This essay has already been corrected in a few other Internet forums, but here goes anyway!
Your introduction sentence is a little general:
A lot of scientists claim that genes and the environment play a significant role in shaping people's character.
What else could shape character, if not genes or the environment? Perhaps it would be better to give both sides in the introduction:
Are people the product of their environments and experiences, or are their characters decided before birth by their genes?
You don't have a thesis sentence, so I'm not sure from reading the introduction what your essay is going to do. You also haven't given your opinion - that's optional but it's often safer to give it in the introduction in case your essay doesn't turn out as planned when you are writing it. The official IELTS descriptors for Task 2 stress the importance of a clear position (see under 'Task Response').
The most confusing part of this essay is Paragraph 3. It starts with a good topic sentence:
Let's consider cases which clearly demonstrate the link between the environment and character
But then there are some sentences about identical twins having the same preferences even though raised apart. This would seem to be in favor of genetics. Then the paragraph goes back to the idea of twins who were raised apart having different characters - one outgoing, one introverted. Would it help if you left out the part about sharing, or reorganized the essay?
Word Choice and Usage, Articles, other grammar points
- One of the twin ==> One of the twins...
- Countryside twin is unflappable ==> The country twin was unflappable...
- All these arguments lead the the conclusion ==> All these arguments lead to the conclusion...

• Activity 1: Revise the essay feedback from "Your introduction sentence" up to and including "by their genes?", replacing "scientists" with "researchers".
• Activity 2: Pick up the essay feedback where it stops and continue it.

[Data drawn from a collection]

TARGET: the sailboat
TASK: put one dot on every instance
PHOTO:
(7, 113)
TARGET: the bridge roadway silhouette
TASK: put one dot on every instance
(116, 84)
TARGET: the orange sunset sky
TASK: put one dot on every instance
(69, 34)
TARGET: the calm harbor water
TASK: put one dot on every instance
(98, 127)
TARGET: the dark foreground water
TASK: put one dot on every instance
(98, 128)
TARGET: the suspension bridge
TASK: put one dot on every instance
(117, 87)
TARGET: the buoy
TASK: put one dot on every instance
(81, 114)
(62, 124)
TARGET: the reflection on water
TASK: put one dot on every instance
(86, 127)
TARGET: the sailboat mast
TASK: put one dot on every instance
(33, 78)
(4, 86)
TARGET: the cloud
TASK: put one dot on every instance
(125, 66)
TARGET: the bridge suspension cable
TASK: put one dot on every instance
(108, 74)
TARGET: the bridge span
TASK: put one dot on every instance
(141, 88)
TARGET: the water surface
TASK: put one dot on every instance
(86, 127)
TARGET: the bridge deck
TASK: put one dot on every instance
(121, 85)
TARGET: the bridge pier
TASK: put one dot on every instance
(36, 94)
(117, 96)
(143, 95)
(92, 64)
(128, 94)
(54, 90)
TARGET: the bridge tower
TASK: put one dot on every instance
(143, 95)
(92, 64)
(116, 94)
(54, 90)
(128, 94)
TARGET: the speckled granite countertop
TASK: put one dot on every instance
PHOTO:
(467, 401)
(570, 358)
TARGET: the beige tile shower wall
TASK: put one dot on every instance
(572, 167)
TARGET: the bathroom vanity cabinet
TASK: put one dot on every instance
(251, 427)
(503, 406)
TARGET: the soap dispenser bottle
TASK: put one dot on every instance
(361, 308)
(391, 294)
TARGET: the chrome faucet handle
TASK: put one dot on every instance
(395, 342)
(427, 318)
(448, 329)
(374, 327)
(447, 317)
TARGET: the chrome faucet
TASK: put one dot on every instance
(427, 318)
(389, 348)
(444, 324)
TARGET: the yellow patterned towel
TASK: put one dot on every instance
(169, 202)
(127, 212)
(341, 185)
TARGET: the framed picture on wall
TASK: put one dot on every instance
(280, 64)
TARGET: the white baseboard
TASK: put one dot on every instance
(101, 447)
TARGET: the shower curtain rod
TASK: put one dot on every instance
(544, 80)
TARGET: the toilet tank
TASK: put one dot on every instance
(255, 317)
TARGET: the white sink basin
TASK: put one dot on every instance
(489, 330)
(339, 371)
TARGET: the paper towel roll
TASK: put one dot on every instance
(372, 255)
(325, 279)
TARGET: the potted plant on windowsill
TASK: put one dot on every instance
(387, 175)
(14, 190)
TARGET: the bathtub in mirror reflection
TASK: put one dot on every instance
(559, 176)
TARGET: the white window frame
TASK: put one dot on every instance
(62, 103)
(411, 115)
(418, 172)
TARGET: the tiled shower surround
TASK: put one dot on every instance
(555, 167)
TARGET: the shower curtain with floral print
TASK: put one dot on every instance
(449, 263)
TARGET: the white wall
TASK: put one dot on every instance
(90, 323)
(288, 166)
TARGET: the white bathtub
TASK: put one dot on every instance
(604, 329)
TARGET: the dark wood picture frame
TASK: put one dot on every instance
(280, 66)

• Answer space 1:
Your introduction sentence is a little general:
A lot of researchers claim that genes and the environment play a significant role in shaping people's character.
What else could shape character, if not genes or the environment? Perhaps it would be better to give both sides in the introduction:
Are people the product of their environments and experiences, or are their characters decided before birth by their genes?

• Answer space 2:
- That's why, no doubt that influence of the environment and nurture is more obvious ==>
- That is why there is no doubt that the influence of the environment is more obvious (OR)
Without doubt/Undoubtedly, the influence of the environment is more obvious.
- Indeed, the influence of nurturing is so overwhelming and powerful that's why criminologists state criminals are often the result of bad parenting or bad nurturing ==>
- Indeed, the influence of nurturing is so overwhelming and powerful that criminologists state criminals are often the result of bad parenting or bad nurturing.
In paragraph two, you change from present to past back to present. Stay in one tense, if possible.
Paragraphing: the reason for your paragraphs is not always clear. Perhaps the 4th and 5th should be together.
Be careful not to introduce new material in your conclusion. You finish with the example of criminals and parenting - this could have been discussed earlier.
All in all, there are some excellent ideas, sentences and vocabulary here, but some reorganization is needed to make your ideas clearer.